======== TEXT SEGMENT

Republicans are holding onto red states with gerrymandered majorities, but their control is slipping, and it is beginning to weaken in presidential election years.  Georgia isn't going to go to the Republicans next year.  Neither is Arizona.  The abortion issue is beginning to turn reddish but competitive states like Ohio into toss-ups.  Abortion is also costing Republicans votes of women in the suburbs and across the board in states like Kansas, which recently voted to keep abortion legal in the state by voting down a state constitutional amendment that would have made it illegal.  Voters affirmed by referendum abortion rights in 2022 in California, Michigan and Vermont, and turned away statewide referendums that would have further restricted abortion rights in Kentucky and Montana.

Even if Republicans wanted to do something to appeal to voters more broadly, they are hamstrung by what we call the Trump base – voters in thrall to the man more than to the party.  That base is White, and it's old, compared to voters in general, and they are headed into two decades when this country will get increasingly younger and less and less White.

================
======== RECORD EXTRACTS

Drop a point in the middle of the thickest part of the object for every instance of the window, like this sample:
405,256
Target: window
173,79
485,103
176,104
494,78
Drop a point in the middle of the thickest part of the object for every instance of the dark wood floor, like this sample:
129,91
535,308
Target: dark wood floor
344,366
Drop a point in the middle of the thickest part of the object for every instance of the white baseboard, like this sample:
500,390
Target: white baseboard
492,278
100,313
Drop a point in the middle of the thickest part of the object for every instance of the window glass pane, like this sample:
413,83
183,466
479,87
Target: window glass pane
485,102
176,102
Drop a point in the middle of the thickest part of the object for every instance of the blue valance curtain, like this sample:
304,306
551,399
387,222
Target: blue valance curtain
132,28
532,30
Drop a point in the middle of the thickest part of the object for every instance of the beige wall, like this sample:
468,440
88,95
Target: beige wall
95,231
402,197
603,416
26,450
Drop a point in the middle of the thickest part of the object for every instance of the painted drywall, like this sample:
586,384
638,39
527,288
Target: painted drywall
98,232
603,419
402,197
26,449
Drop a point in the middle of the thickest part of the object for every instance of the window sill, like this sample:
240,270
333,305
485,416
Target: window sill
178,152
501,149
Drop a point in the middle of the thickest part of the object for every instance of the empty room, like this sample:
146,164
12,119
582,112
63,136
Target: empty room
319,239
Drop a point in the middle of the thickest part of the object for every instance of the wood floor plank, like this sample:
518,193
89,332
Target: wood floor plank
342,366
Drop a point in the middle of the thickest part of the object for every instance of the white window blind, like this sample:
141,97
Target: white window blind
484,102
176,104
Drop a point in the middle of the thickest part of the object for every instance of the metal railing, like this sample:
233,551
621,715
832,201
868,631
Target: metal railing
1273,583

================
======== RECORD EXTRACTS

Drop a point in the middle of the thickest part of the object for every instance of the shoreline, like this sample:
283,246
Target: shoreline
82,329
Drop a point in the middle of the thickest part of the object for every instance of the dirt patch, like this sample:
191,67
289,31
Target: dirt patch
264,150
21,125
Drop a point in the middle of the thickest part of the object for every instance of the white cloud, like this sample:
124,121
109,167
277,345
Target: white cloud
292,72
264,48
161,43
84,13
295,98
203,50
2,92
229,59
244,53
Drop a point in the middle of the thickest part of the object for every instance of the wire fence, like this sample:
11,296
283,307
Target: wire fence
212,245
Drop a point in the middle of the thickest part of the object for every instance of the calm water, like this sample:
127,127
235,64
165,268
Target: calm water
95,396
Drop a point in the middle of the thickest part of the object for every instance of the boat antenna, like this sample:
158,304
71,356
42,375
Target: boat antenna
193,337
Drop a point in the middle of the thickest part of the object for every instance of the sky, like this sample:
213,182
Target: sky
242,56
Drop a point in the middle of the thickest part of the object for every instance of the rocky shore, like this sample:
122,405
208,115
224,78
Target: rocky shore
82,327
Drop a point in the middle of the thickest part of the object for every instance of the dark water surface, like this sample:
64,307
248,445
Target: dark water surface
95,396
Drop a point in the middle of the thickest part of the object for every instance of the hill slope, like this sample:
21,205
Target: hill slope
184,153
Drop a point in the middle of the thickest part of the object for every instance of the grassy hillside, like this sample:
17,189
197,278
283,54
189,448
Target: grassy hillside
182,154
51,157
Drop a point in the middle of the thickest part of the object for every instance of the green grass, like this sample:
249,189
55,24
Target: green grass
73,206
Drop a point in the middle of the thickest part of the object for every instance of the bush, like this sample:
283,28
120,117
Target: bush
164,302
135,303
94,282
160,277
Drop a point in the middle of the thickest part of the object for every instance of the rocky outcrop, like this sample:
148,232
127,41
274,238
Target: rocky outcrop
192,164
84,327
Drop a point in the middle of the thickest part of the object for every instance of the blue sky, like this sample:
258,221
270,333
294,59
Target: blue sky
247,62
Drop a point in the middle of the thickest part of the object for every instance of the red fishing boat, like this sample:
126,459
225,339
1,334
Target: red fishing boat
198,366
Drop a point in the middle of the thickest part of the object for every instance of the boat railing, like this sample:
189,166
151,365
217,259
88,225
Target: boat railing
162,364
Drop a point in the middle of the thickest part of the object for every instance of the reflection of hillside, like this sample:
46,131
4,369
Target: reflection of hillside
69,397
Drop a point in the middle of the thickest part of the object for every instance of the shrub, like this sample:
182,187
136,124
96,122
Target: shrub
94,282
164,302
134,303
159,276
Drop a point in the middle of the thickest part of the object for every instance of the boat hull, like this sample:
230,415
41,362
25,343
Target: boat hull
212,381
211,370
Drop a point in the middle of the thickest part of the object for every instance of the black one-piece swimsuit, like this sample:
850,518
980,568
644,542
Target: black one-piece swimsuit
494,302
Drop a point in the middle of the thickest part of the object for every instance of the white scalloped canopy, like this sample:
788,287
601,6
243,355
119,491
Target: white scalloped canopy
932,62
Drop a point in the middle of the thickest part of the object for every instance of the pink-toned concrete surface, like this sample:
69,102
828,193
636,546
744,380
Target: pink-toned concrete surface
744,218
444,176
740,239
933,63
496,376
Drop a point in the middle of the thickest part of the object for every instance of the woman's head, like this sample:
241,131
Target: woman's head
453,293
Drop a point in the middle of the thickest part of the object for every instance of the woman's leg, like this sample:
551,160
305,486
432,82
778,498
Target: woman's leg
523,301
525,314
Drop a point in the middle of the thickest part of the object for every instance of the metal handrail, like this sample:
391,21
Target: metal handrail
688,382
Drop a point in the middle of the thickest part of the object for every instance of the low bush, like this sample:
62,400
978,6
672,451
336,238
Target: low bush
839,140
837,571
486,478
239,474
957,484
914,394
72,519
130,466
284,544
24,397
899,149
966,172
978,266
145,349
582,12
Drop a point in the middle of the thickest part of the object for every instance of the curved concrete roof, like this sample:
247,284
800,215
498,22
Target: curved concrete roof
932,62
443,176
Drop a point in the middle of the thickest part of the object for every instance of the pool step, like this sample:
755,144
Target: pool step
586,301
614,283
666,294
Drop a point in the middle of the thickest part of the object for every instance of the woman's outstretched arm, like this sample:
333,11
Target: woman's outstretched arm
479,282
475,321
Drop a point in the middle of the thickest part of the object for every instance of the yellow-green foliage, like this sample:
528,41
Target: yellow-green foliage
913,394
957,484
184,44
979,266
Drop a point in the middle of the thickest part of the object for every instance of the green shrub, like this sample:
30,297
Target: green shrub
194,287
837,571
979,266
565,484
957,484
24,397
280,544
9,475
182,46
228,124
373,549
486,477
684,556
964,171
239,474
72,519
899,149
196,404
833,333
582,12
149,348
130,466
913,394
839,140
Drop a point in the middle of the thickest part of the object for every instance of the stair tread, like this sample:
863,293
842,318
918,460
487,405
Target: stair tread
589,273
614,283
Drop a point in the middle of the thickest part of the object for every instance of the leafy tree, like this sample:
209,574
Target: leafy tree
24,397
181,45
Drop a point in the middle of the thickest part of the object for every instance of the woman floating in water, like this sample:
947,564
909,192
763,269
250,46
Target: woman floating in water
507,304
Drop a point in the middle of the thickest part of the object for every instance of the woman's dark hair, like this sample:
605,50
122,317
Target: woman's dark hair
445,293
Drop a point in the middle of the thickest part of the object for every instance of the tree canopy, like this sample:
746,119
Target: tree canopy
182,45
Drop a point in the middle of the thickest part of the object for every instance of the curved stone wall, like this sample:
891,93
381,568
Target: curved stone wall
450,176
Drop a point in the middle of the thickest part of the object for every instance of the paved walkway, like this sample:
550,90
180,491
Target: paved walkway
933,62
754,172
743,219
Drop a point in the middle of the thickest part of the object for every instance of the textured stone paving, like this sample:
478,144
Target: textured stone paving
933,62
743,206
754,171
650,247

================
======== RECORD EXTRACTS

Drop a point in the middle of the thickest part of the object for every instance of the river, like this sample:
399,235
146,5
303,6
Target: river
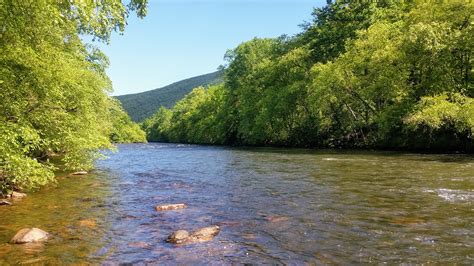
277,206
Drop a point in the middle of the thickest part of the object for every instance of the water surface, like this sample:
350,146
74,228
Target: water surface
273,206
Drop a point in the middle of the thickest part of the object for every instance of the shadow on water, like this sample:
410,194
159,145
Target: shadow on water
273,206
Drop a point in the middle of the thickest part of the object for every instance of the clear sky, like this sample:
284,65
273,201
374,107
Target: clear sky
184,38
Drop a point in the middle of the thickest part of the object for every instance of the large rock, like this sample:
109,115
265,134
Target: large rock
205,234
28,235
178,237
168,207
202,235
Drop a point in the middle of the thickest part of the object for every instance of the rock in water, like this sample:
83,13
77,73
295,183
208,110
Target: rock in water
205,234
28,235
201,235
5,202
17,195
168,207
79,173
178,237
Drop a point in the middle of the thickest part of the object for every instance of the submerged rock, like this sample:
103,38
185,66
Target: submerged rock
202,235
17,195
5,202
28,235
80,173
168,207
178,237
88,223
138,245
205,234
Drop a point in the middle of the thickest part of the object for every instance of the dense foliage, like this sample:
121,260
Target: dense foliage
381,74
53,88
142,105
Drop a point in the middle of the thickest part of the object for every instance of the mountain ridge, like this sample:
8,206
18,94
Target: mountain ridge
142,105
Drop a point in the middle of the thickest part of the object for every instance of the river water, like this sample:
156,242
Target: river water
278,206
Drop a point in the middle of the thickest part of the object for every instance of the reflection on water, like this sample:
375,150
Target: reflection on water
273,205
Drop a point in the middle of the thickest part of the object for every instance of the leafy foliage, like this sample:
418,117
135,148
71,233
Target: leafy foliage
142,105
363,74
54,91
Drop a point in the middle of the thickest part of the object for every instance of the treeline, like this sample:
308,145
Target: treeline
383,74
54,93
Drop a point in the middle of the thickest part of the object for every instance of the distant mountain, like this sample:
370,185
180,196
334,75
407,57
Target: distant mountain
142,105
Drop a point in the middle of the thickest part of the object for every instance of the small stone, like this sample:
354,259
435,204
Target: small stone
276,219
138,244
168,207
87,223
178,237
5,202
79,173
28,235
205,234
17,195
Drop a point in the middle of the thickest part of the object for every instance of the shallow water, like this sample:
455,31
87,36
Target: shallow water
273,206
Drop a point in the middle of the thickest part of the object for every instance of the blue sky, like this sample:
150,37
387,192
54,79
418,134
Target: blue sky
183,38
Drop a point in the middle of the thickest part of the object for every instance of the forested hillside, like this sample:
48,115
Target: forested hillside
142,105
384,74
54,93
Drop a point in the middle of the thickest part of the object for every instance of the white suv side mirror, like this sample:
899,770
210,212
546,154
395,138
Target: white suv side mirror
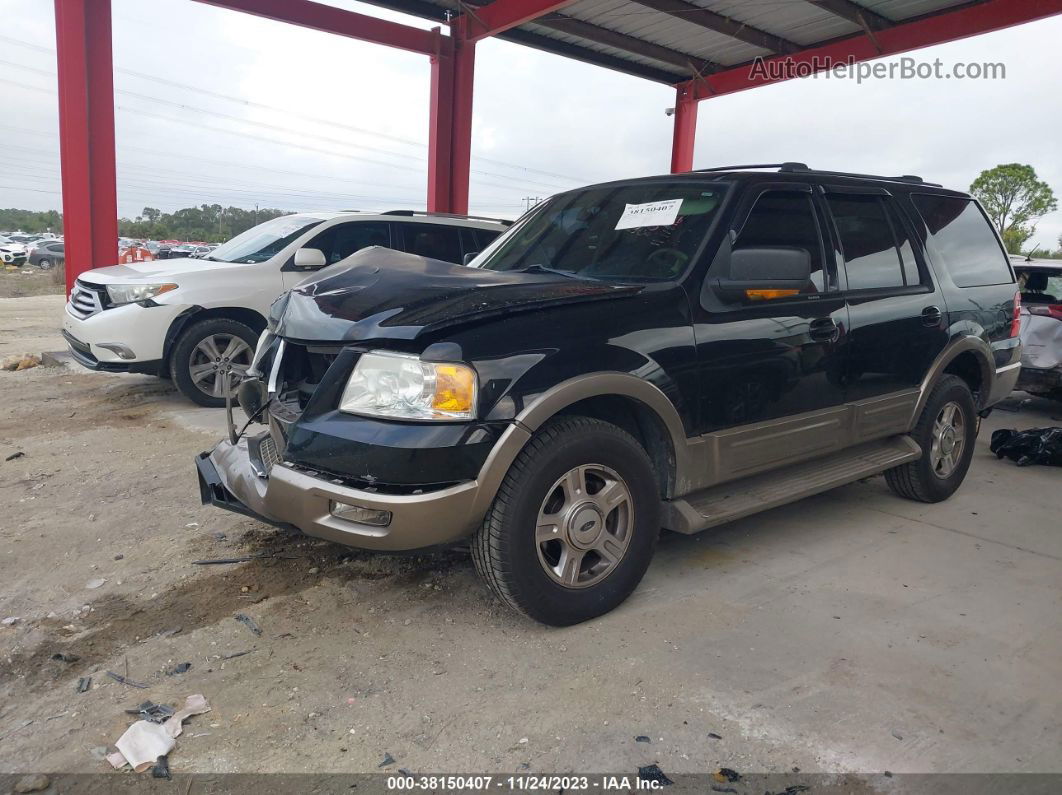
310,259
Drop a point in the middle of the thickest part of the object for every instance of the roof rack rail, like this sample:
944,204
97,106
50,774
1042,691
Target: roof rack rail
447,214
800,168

================

SET OF TASKS -
1. Translate this sentence from the passage on Republican electoral prospects into Spanish: "Georgia isn't going to go to the Republicans next year."
2. Carry on the passage on Republican electoral prospects, starting after its final sentence.
The rows have no connection to the passage on Republican electoral prospects.

ANSWERS BY TASK -
1. Georgia no va a quedar en manos de los republicanos el año que viene.

2.
This is not a good trend for the Republican Party, because politics is a game of numbers, and the numbers are going against them.  It's good news for Democrats that there are more of us than there are of them, but only if we turn out and vote.  We can't sit back and let the actuarial tables and the issue of abortion carry the day for us.  There is power in numbers only if we exercise it with our votes.  It's either that, or we won't have a vote that's worth anything anymore.  Stand up and be counted. Vote.


By Lucian K. Truscott IV

Lucian K. Truscott IV, a graduate of West Point, has had a 50-year career as a journalist, novelist and screenwriter. He has covered stories such as Watergate, the Stonewall riots and wars in Lebanon, Iraq and Afghanistan. He is also the author of five bestselling novels and several unsuccessful motion pictures. He has three children, lives in rural Pennsylvania and spends his time Worrying About the State of Our Nation and madly scribbling in a so-far fruitless attempt to Make Things Better. You can read his daily columns at luciantruscott.substack.com and follow him on Twitter @LucianKTruscott and on Facebook at Lucian K. Truscott IV.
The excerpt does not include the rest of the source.